━━━ Source records

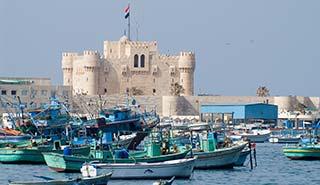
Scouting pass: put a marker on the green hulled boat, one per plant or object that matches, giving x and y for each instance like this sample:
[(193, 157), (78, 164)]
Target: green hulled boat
[(34, 154), (73, 163), (304, 152)]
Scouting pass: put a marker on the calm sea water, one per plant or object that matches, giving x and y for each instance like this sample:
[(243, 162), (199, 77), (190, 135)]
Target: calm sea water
[(273, 168)]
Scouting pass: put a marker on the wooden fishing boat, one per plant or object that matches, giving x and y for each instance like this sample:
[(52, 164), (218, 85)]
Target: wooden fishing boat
[(98, 180), (218, 158), (304, 152), (164, 182), (34, 154), (181, 168), (73, 163), (242, 157), (284, 139)]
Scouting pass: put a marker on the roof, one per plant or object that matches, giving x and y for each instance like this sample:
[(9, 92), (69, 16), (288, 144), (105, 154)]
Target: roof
[(237, 104)]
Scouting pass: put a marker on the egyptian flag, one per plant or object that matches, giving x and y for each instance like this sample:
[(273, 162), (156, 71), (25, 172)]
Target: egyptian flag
[(127, 12)]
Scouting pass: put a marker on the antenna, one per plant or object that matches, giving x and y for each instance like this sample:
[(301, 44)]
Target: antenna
[(137, 30)]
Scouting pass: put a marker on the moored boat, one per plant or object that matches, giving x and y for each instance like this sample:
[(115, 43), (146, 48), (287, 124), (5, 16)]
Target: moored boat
[(304, 152), (242, 157), (73, 163), (219, 158), (164, 182), (98, 180), (181, 168), (34, 154), (284, 139)]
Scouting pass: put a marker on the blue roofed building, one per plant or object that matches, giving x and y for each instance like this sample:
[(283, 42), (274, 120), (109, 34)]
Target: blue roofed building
[(239, 113)]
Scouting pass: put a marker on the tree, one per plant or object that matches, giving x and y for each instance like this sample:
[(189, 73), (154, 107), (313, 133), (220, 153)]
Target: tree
[(176, 89), (263, 91), (136, 92), (300, 107)]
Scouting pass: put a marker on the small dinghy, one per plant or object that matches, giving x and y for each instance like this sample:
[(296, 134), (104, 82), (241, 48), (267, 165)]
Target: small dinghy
[(98, 180), (180, 168), (164, 182)]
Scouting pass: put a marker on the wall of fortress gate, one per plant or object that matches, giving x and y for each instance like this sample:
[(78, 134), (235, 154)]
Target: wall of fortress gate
[(189, 105)]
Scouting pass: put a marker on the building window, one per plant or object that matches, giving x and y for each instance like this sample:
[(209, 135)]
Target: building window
[(65, 93), (24, 92), (3, 92), (136, 61), (13, 92), (142, 59), (44, 92)]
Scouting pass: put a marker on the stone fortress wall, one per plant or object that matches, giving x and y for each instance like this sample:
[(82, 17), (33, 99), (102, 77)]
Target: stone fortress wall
[(189, 105), (127, 66)]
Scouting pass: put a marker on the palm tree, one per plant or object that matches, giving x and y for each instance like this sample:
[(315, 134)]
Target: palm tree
[(176, 89), (263, 91)]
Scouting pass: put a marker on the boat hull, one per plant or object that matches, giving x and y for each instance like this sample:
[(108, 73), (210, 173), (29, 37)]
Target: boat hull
[(33, 155), (256, 138), (63, 163), (99, 180), (242, 157), (181, 168), (220, 158), (284, 140), (302, 153)]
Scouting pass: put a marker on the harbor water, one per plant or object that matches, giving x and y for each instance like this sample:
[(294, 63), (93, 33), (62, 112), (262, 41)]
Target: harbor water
[(273, 168)]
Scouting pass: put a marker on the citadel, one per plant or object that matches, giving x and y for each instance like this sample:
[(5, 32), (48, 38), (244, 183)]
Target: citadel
[(126, 66), (136, 69)]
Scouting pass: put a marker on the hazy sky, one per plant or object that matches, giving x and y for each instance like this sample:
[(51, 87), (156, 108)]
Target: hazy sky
[(239, 44)]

━━━━━━

◆ Task
Rewrite all the rows with "Scouting pass" renamed to "Marking round" and everything else unchanged. Leave the pictures out.

◆ Task response
Marking round: put a marker on the green hulled boat, one per plant or object that matches, giving x and y for each instance like this sample:
[(193, 157), (78, 164)]
Target: green hulled boat
[(34, 154), (73, 163), (304, 152)]
Marking round: put a marker on the calm sea water, one per plant or object that matches, giving x and y for each instance like this sample:
[(243, 162), (199, 77), (190, 135)]
Target: calm sea water
[(273, 168)]
Marking round: put a marker on the wooden fishing boat, one per plant or object that matches, giving x and y for each instance like this sample:
[(52, 164), (218, 85)]
Target: wooden fishing boat
[(98, 180), (218, 158), (304, 152), (164, 182), (34, 154), (181, 168), (73, 163), (242, 157), (284, 139)]
Marking round: put a marker on the roof, one per plant or object that matches, giving x and y for each instance like this sample:
[(9, 92), (69, 16), (288, 144), (105, 154)]
Target: roof
[(237, 104)]
Marking round: put a marker on the egyptian flag, one per plant or object that matches, giving x and y for each instance like this sample:
[(273, 162), (156, 71), (25, 172)]
Target: egyptian flag
[(127, 12)]
Marking round: put a marker on the antenna, one per plant or object that matches, giving x and y for each instance like this sample:
[(301, 44)]
Target: antenna
[(137, 30)]
Marking round: put a marker on the moored boat, one per plant or object that matches, giving x and y for each instance like this sample:
[(115, 43), (146, 48), (287, 124), (5, 16)]
Target: moored boat
[(304, 152), (242, 157), (73, 163), (219, 158), (164, 182), (98, 180), (181, 168), (34, 154), (284, 139)]
Marking round: put a marker on the blue roofed building, one per plant or object that matches, giving x and y for each instance like this sample:
[(283, 42), (274, 120), (109, 34)]
Target: blue roofed building
[(239, 113)]
Marking round: put a marker on the tree, one per plant or object that matches, giving x and y for each instance like this sample:
[(189, 73), (154, 107), (313, 133), (220, 153)]
Target: tree
[(176, 89), (263, 91), (136, 92), (300, 107)]
Marking round: put a marker on the small dinghy, one per plant or object that matches, giving x and y for each instance like this sample:
[(296, 134), (104, 82), (241, 48), (267, 165)]
Target: small dinghy
[(98, 180), (180, 168), (164, 182)]
Marking round: put a marker on the wall of fortress gate, one per plant or object that matches, giving x and y for each instance like this sample:
[(78, 134), (235, 154)]
Target: wall of fortress gate
[(189, 105)]
Marking round: put a marker on the building window, one per plant or object that matches, giving x and y for each instance like this sample:
[(209, 135)]
Target: building window
[(65, 93), (24, 92), (3, 92), (136, 61), (13, 92), (142, 59), (44, 92)]
Marking round: put a marker on the stone fortress wall, one per plant or object that matches, giving x and y for each instance like this sample:
[(82, 17), (33, 99), (102, 77)]
Target: stone fortress wall
[(189, 105), (127, 66)]
Marking round: put a marker on the palm tree, one per plant or object that matches, giving x and y for each instance like this sample:
[(315, 134)]
Target: palm tree
[(176, 89), (263, 91)]
Marking round: put a marker on the boat hull, one per plant or object that matches, giving x and y for each instance like this sample:
[(108, 73), (210, 173), (29, 37)]
Target: boat hull
[(33, 155), (256, 138), (63, 163), (99, 180), (242, 157), (181, 168), (220, 158), (284, 140), (302, 153)]
Marking round: put a marker on the harbor water, one per plant or object that matches, giving x and y for each instance like this sample:
[(294, 63), (93, 33), (62, 112), (262, 41)]
Target: harbor water
[(273, 168)]
Marking round: put a marker on the citadel, one per plant or object that matches, giving x and y for each instance like this sample:
[(5, 32), (48, 38), (244, 183)]
Target: citadel
[(126, 66), (136, 69)]
Marking round: put a marker on the hazy sky, one per plant or object that matches, giving x and y for each instance like this sample:
[(51, 87), (156, 108)]
Target: hazy sky
[(239, 44)]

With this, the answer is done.